* **Natural-language object grounding data**:

------------------------------

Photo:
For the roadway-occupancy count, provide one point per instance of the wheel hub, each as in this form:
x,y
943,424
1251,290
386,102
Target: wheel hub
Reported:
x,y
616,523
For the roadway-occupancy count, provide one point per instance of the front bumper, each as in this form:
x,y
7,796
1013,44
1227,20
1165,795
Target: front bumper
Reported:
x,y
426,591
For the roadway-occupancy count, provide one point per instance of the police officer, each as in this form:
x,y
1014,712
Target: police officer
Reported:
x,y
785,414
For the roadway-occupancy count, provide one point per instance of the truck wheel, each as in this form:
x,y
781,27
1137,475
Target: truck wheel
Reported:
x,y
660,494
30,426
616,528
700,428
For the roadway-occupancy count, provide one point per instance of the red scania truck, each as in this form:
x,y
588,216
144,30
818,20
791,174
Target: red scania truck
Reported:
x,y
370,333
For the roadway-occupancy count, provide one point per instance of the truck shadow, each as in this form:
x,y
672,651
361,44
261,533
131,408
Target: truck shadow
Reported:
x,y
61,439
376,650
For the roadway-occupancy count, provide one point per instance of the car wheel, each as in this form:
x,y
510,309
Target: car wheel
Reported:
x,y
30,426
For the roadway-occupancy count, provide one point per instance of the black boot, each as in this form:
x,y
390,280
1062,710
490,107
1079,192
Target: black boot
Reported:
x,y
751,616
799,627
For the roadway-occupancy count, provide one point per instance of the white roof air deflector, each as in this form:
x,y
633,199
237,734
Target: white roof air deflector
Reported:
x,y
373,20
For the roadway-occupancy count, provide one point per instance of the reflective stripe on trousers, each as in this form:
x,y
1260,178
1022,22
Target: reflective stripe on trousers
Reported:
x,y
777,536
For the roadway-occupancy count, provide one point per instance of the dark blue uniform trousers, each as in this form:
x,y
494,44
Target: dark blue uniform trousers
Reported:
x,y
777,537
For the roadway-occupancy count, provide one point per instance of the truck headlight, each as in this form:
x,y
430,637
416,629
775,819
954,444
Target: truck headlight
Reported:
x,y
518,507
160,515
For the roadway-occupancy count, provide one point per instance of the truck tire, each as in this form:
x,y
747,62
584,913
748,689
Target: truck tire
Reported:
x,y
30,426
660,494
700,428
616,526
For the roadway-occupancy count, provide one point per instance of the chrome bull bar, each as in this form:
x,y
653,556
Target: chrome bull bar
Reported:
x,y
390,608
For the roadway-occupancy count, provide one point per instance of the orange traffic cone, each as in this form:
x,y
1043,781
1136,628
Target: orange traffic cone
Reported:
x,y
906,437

------------------------------

* **TASK DESCRIPTION**:
The answer must be every line of the records that holds the string "stripe".

* **RESULT OF THIS TASK**:
For the roadway-occupancy count, provide one point per instance of the reflective stripe on trousers, each as in this form:
Target: reflective stripe on trousers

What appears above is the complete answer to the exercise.